_What is required_: Could you write out every entry exactly as it stands?

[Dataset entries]
------

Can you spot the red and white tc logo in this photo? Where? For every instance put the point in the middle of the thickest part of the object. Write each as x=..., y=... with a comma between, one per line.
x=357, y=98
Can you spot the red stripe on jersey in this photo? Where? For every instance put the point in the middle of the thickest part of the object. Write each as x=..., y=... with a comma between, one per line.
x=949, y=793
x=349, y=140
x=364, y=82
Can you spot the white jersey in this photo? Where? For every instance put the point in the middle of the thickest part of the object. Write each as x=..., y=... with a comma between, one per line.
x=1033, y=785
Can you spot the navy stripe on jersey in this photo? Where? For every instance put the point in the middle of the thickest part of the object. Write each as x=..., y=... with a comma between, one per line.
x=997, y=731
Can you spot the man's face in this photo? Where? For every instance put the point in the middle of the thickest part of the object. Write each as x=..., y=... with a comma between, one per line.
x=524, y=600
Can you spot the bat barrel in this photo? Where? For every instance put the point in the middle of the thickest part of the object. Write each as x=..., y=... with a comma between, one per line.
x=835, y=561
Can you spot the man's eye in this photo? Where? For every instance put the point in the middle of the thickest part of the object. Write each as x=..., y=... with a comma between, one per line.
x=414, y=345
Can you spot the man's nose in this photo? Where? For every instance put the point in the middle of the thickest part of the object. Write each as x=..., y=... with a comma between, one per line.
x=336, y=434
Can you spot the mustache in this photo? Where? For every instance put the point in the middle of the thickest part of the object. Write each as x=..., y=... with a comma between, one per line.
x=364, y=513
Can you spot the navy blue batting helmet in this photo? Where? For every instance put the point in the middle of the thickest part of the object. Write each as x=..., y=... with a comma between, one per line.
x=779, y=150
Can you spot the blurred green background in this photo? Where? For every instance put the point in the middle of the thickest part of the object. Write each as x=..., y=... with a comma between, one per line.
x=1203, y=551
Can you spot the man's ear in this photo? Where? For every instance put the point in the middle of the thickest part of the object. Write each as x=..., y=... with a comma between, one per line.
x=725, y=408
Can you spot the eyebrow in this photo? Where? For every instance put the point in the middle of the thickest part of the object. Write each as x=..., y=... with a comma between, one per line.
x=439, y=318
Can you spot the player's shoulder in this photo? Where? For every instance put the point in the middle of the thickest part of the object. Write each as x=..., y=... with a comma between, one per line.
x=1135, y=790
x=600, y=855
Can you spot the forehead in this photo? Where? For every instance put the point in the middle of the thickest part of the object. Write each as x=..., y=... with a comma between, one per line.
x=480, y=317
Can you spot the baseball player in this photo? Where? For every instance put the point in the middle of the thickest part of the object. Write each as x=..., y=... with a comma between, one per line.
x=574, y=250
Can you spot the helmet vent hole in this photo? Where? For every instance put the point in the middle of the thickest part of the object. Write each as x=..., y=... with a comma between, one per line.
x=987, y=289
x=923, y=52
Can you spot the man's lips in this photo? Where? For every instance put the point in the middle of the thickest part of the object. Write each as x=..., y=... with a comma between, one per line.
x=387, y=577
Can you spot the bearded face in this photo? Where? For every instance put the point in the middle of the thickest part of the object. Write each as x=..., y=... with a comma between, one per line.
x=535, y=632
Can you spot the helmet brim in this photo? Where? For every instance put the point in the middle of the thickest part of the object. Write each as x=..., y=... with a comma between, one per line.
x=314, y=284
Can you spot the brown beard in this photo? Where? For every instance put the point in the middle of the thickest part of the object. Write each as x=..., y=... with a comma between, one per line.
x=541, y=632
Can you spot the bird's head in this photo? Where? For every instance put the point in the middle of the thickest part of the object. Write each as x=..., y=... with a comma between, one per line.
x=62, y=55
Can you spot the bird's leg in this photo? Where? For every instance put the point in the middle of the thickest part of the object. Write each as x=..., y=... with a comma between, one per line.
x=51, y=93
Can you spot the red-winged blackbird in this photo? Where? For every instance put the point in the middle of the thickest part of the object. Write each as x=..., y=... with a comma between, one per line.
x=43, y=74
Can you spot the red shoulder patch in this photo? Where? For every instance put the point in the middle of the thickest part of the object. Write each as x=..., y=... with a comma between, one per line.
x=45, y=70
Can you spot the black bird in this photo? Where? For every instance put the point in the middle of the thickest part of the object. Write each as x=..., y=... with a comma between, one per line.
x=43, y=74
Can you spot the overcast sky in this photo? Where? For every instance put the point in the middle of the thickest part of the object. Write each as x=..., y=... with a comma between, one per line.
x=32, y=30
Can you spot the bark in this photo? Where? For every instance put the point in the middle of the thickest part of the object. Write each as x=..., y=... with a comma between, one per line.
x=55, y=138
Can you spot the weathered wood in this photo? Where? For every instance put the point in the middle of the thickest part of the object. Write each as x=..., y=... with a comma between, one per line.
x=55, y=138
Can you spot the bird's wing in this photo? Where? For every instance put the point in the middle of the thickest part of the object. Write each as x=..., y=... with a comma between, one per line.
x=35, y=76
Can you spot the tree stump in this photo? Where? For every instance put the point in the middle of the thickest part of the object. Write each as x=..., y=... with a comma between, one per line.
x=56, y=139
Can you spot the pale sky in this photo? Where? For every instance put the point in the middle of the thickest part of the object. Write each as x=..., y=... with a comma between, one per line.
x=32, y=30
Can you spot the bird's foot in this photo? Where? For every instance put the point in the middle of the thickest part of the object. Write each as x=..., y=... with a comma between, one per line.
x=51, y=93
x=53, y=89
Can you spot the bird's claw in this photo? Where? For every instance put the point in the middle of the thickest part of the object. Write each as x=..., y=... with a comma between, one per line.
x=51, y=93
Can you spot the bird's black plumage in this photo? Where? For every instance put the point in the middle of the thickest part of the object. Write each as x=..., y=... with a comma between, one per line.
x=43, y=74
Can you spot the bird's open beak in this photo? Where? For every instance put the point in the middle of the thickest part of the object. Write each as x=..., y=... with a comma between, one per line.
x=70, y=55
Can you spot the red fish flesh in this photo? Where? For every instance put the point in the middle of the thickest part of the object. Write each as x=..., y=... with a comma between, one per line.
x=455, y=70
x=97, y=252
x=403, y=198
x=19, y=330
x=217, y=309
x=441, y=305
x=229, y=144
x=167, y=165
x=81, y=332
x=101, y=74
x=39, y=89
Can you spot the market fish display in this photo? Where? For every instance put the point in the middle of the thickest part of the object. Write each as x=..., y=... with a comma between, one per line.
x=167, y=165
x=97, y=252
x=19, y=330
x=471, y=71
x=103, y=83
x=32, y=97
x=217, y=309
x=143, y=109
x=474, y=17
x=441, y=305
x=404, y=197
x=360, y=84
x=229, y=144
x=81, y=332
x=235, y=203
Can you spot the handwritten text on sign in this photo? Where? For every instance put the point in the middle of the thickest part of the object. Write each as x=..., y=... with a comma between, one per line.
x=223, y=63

------

_Written reply_:
Can you spot the red and white tc logo in this photo? Where? For every instance put the point in the middle of the thickest part of the object. Write each as x=..., y=... with a comma between, one per line.
x=357, y=98
Can you spot the red stripe on jersey in this photo? Where? For every instance put the point in the middle of the thickest part of the object. Write each as x=..., y=... with a comma between, one per line.
x=949, y=793
x=349, y=140
x=364, y=82
Can you spot the white jersey in this photo? Where? For every instance put the point in the middle of the thickest part of the object. Write each as x=..., y=... with a comma between, one per line.
x=1033, y=785
Can you spot the navy stripe on jersey in this photo? Where? For every instance put the point in the middle of the thickest part of the object. Write each as x=..., y=... with a comma between, one per line.
x=997, y=731
Can you spot the man's face in this photo? Where? For every instance put the point in the middle of the thickest part of the object. Write each as x=..., y=... with a comma between, one per line.
x=524, y=600
Can you spot the bat barrel in this photo? Where? For every instance put the point in the middle of the thickest part of the object. Write each as x=..., y=... with a comma between, one per line.
x=835, y=561
Can you spot the man's eye in this photo? Where? For every instance put the point in the middle of the thickest part of the object. Write each as x=..., y=... with a comma between, one per line.
x=414, y=345
Can you spot the man's nose in this photo? Where? For every instance put the point in the middle of the thickest part of the object. Write each as x=..., y=... with a comma between, one per line.
x=336, y=434
Can you spot the mustache in this photo? Where? For every instance put the point in the middle of the thickest part of the object. Write each as x=..., y=... with a comma between, one per line.
x=364, y=513
Can you spot the navy blue batting helmet in this photo? Where? For every instance put the point in the middle of the thickest part of the object. Write each as x=..., y=... with a comma between, one per line.
x=779, y=150
Can you spot the blurred green background in this photo? Where? For every instance put the point in the middle of the thickest part of the object. Write each as x=..., y=... with a comma between, one per line.
x=1203, y=551
Can you spot the man's ear in this photo? Where? For every instance put the point in the middle of the thickest part of the object. Write each as x=..., y=... with a comma between, one per line.
x=725, y=408
Can you spot the eyebrow in this photo? Where? For every instance put the point in the middle of the thickest part of the object. Write each as x=..., y=... with a comma between, one per line.
x=439, y=318
Can you spot the player's shoulder in this photo? Where? For every instance put the point in the middle of the thickest part of the object. Write each as x=..., y=... with a comma between, one per line.
x=1135, y=790
x=600, y=855
Can you spot the forehead in this photo? Where? For every instance put the point in the middle of the thickest part of the object. Write each as x=..., y=... with a comma between, one per line.
x=480, y=317
Can you spot the baseball player in this photo? Where? For every instance put the point in the middle of the thickest part of the object. Write each as x=..., y=... with a comma between, one per line.
x=574, y=250
Can you spot the helmet vent hole in this photo? Where? For every instance put the point in the middle of the thickest part of the object. Write each as x=..., y=... with a comma between, one per line.
x=987, y=289
x=923, y=52
Can you spot the man's lips in this photo? Where? For every instance put the point in the middle of the thickest part of the object. Write each as x=..., y=... with a comma between, one per line.
x=387, y=577
Can you spot the bearded face in this photo? Where? For every instance put the point in the middle of the thickest part of the object. Write each as x=..., y=... with a comma between, one per line.
x=535, y=632
Can you spot the helmet brim in this photo? Where? For every instance put the point in the middle of the thickest part of the object. Write each as x=..., y=... with a comma between, one per line.
x=314, y=284
Can you spot the brown beard in this photo? Where? For every instance put the point in the middle of the thickest part of the object. Write each as x=..., y=... with a comma between, one per line.
x=541, y=632
Can you spot the bird's head in this photo? Where? For every instance put the point in the middle of the thickest part of the object. Write each as x=..., y=... with a comma between, one per line.
x=62, y=55
Can you spot the bird's leg in this photo? Where? For every instance put the point in the middle of the thickest part of the object. Write each as x=..., y=... with a comma between, one per line.
x=51, y=93
Can you spot the red-winged blackbird in this photo? Where? For every instance put the point in the middle of the thickest part of the object. Write each as x=..., y=... with a comma between, one per line.
x=43, y=74
Can you spot the red shoulder patch in this photo? Where? For every instance put the point in the middle of the thickest part of the object. Write each as x=..., y=... with a comma between, one per line.
x=45, y=70
Can you spot the black bird in this photo? Where? For every instance put the point in the middle of the thickest part of the object. Write each as x=..., y=... with a comma between, one per line.
x=43, y=74
Can you spot the overcast sky in this photo? Where? For every instance put the point in the middle of the thickest part of the object. Write each as x=..., y=... with a comma between, one per line.
x=32, y=30
Can you spot the bark in this photo? Where? For every instance put the point in the middle of the thickest part of the object. Write each as x=..., y=... with a comma between, one per line.
x=55, y=138
Can you spot the weathered wood in this photo? Where? For every instance put the point in the middle of the thickest part of the object. Write each as x=..., y=... with a comma between, one per line.
x=55, y=138
Can you spot the bird's wing in this photo? Where? For every instance put the point in the middle of the thickest part of the object. Write each as x=..., y=... with a comma between, one per line.
x=35, y=76
Can you spot the tree stump in this photo? Where? For every instance put the point in the middle of the thickest part of the object. Write each as x=..., y=... with a comma between, one per line.
x=56, y=139
Can you spot the pale sky in this photo? Where? For every instance put the point in the middle of the thickest part of the object. Write each as x=..., y=... with a comma between, one per line.
x=32, y=30
Can you spot the bird's foot in this photo? Where? For every instance put the point in the middle of the thickest part of the object. Write each as x=..., y=... with a comma between, one per line.
x=51, y=93
x=53, y=89
Can you spot the bird's claw in this photo? Where? For every instance put the point in the middle of the thickest part of the object. Write each as x=..., y=... with a comma between, one per line.
x=51, y=93
Can you spot the bird's black plumage in this photo? Where? For every instance put the point in the middle of the thickest part of the object. Write each as x=..., y=... with a comma between, one per line.
x=43, y=74
Can you spot the bird's open beak in this photo? Where? For every instance put the point in the middle of the thickest part of the object. Write each as x=..., y=... with a comma between, one per line.
x=70, y=55
Can you spot the red fish flesh in this photo? Where? For every instance put the point in the middle of the thickest part of the object. Write each as x=..., y=... with a comma between, one per line.
x=455, y=70
x=97, y=252
x=403, y=198
x=19, y=330
x=217, y=309
x=441, y=305
x=229, y=144
x=167, y=165
x=81, y=332
x=101, y=74
x=39, y=89
Can you spot the market fish display in this photo? Where? For every instance put the point in the middle of the thickest part of the object. Write each as x=..., y=... with a comma between, one per line.
x=167, y=165
x=97, y=252
x=19, y=330
x=471, y=71
x=103, y=83
x=32, y=97
x=217, y=309
x=143, y=109
x=474, y=17
x=441, y=305
x=404, y=197
x=360, y=84
x=229, y=144
x=81, y=332
x=235, y=203
Can you spot the handwritten text on sign in this photo? Where? For every instance put the point in the middle of the thickest part of the object. Write each as x=..., y=... with a comma between, one per line.
x=223, y=63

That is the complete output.